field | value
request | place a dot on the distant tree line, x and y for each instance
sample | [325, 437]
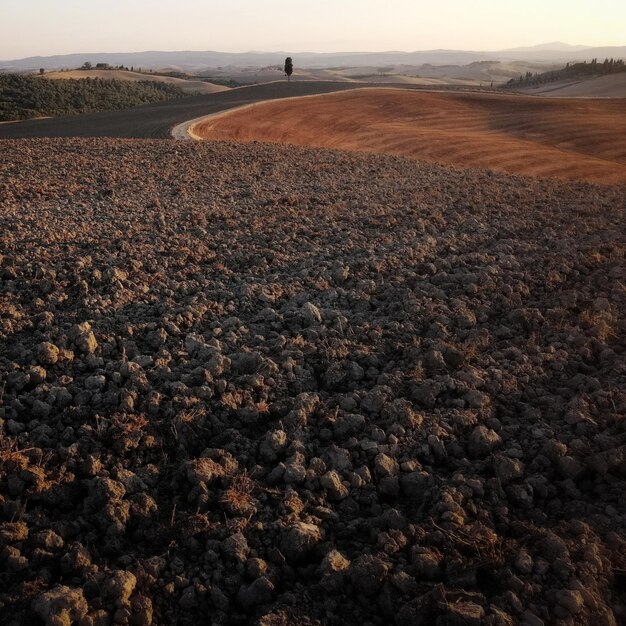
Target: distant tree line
[570, 71]
[23, 97]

----------------

# Task to complete
What this calls for is a word-for-word copy of the listing above, pictures excluded.

# Answer
field | value
request | place a dot on the distant tree line, x and y for each instance
sample | [325, 437]
Target: distant tree line
[570, 71]
[23, 97]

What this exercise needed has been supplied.